**TEXTO PROPORCIONADO**
^^^^^^^^^^^^^^^^

De la historia que me conmovió apenas se nos narra un escuálido esqueleto: un hombre es acusado por la mujer que ama de traición al régimen soviético. Ha firmado la declaración falsa que lo condena a veinte años de encierro en un gulag en Siberia. Derramando lágrimas, testifica ante él sobre sus críticas a Stalin y sus actividades de espionaje. Él, petrificado por la incredulidad, sólo alcanza a preguntar, ¿pero qué te han hecho? Y al retirarse ella al comisario, ¿pero qué le han hecho?

Y tú te dices que en el rostro lloroso de ella no hay magulladuras, ni miembros rotos en su figura erguida, aunque él relate más tarde que es la tortura la que ha arrancado de sus labios la mentira. ¿Tal vez otra mentira que se cuenta a sí mismo, inventando una inocencia tan falsa como esa primera mentira? Tal vez. Quién no necesitaría del sustento precario, pero entre los escombros sólido como una roca de la mentira. De cualquier mentira que permita soportar las interminables horas de trabajo a la intemperie en el frío de las nieves de Siberia. Que consuele de los piojos en las ropas raídas cuando los párpados se cierran sobre el catre mugriento, rodeado de hombres convertidos por la indigencia en demonios amenazantes. Que alimente el deseo de seguir rehuyendo la muerte mientras el cuerpo exhausto y desnutrido de sopas aguadas quiere encaminarse lentamente hacia su consunción. Una mentira para aferrarse a la vida allí donde ésta deviene infierno y túnel oscuro sin atisbo de luz que indique la salida.

^^^^^^^^^^^^^^^^

**EJERCICIOS**
a. Duplica del texto sobre el gulag el pasaje que empieza en "De la historia" y termina en "le han hecho?".
b. Según el texto sobre el gulag, ¿a cuántos años de encierro condena al hombre la declaración falsa que firma la mujer?

**FRAGMENTO DEL MATERIAL**

^^^^^^^^^^^^^^^^

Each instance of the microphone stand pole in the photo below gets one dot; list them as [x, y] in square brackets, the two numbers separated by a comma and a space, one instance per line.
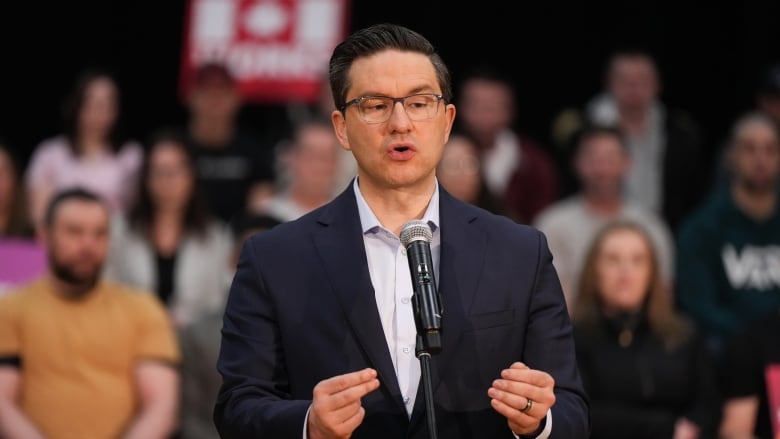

^^^^^^^^^^^^^^^^

**RESPUESTAS**
a.
De la historia que me conmovió apenas se nos narra un escuálido esqueleto: un hombre es acusado por la mujer que ama de traición al régimen soviético. Ha firmado la declaración falsa que lo condena a veinte años de encierro en un gulag en Siberia. Derramando lágrimas, testifica ante él sobre sus críticas a Stalin y sus actividades de espionaje. Él, petrificado por la incredulidad, sólo alcanza a preguntar, ¿pero qué te han hecho? Y al retirarse ella al comisario, ¿pero qué le han hecho?

b. A veinte años de encierro en un gulag en Siberia.